TASK → Images are not part of the copy; transcribe all the data exactly.

A run of records

>> START

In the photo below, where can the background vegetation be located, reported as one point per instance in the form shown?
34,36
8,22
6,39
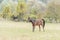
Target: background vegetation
22,10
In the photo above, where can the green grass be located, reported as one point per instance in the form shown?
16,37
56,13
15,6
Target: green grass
23,31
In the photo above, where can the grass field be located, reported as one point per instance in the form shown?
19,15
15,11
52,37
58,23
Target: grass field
23,31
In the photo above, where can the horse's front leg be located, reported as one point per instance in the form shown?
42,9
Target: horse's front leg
39,27
33,28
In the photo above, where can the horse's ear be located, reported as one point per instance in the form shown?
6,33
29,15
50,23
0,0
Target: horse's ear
28,17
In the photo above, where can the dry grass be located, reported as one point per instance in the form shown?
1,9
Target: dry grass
23,31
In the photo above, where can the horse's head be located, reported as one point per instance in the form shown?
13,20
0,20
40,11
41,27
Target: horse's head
29,19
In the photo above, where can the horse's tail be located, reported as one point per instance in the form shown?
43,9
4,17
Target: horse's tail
43,23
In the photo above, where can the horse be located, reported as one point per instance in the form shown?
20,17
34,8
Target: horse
37,22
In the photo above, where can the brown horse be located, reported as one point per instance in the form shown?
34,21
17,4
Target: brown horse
37,22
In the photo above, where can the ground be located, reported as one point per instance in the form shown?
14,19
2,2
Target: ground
23,31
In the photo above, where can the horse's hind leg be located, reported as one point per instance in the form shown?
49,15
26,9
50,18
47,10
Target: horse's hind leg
39,27
33,28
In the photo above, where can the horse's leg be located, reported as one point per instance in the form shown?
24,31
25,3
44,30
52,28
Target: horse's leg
39,27
33,28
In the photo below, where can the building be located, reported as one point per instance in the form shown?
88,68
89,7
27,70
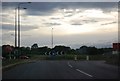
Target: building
116,48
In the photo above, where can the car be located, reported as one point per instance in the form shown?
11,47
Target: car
24,57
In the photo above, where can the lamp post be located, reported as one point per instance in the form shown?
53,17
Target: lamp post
19,21
52,38
16,27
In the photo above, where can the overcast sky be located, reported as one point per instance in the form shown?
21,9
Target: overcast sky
74,23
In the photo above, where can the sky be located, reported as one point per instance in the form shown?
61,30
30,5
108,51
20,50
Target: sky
74,23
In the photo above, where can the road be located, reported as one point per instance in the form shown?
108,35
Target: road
63,70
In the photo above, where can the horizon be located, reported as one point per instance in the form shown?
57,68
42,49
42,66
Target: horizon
74,23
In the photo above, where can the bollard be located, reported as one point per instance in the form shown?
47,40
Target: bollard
87,57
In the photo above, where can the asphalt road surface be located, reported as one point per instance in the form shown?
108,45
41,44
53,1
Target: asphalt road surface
62,70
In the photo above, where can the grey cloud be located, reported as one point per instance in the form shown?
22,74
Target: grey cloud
47,8
88,21
76,24
10,27
80,22
51,24
109,23
55,18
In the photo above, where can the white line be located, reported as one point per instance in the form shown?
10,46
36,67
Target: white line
84,73
70,65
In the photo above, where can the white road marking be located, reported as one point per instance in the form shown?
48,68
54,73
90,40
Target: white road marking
70,65
84,73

>> END

RESULT FOR THIS EXERCISE →
In the photo below, where can the background vegetation be located, reported as one point per instance in the form shown?
34,36
8,22
6,39
Target: background vegetation
22,10
In the photo above, where can the green grass be located, reported as one point per instance in the form shown?
16,37
56,13
15,6
Target: green grass
23,31
In the photo above, where can the grass field be located, reported as one point per instance in the form shown?
19,15
15,11
52,37
58,23
Target: grass field
23,31
In the photo above, where can the horse's front leg be located, reported as one point per instance in the form shown?
42,9
Target: horse's front leg
39,27
33,28
In the photo above, where can the horse's ear be located, reported as one point per instance in the form shown?
6,33
29,15
50,23
0,0
Target: horse's ear
28,17
In the photo above, where can the dry grass be located, reported as one point per instance in the form shown?
1,9
Target: dry grass
23,31
In the photo above, where can the horse's head be located, reported as one point per instance in the form shown?
13,20
0,20
40,11
41,27
Target: horse's head
29,19
In the photo above, where can the horse's tail be located, reported as one point per instance in the form shown?
43,9
4,17
Target: horse's tail
43,23
In the photo above, where can the horse be located, reported as one point per instance in the form shown?
20,17
34,8
Target: horse
37,22
In the photo above, where can the brown horse be located, reported as one point per instance in the form shown?
34,21
17,4
Target: brown horse
37,22
In the photo above, where can the ground be located, reported as one point per instance in the form shown?
14,19
2,2
Target: ground
23,31
In the photo above, where can the horse's hind leg be located, reported as one point per instance in the form shown?
49,15
26,9
50,18
47,10
Target: horse's hind leg
39,27
33,28
In the photo above, where can the horse's leg be located, reported as one point per instance in the form shown?
24,31
25,3
44,30
52,28
Target: horse's leg
39,27
33,28
In the photo below, where can the building be located, reported as one point per instance in the form shown?
88,68
89,7
27,70
Target: building
116,48
In the photo above, where can the car be located, reported as one point per instance in the form shown?
11,47
Target: car
24,57
In the photo above, where can the lamp post be located, reported as one point per instance in the form shown?
53,17
Target: lamp post
19,21
52,38
16,27
In the photo above, where can the overcast sky be located, reported as one point per instance in the form shown?
21,9
Target: overcast sky
74,23
In the photo above, where can the sky be located, reported as one point per instance in the form shown?
61,30
30,5
108,51
20,50
Target: sky
74,23
In the photo above, where can the road be located, reported as one point per instance in the form shown?
108,35
Target: road
63,70
In the photo above, where can the horizon be located, reported as one point per instance in the form shown?
57,68
42,49
42,66
Target: horizon
74,23
In the photo above, where can the bollard be located, reported as one point per instance in the form shown?
47,40
Target: bollard
87,57
In the photo above, where can the asphalt road surface be located, reported as one point per instance in the form shown?
108,45
41,44
53,1
Target: asphalt road surface
62,70
In the photo above, where can the grey cloud be located, reported as one point per instance in the form shown?
22,74
Target: grey cloud
47,8
88,21
76,24
10,27
80,22
51,24
109,23
55,18
In the photo above, where can the white line be located, reported as one point per instance in the form shown?
10,46
36,67
Target: white line
84,73
70,65
In the photo above, where can the white road marking be located, reported as one point per instance in the form shown?
48,68
54,73
90,40
Target: white road marking
70,65
84,73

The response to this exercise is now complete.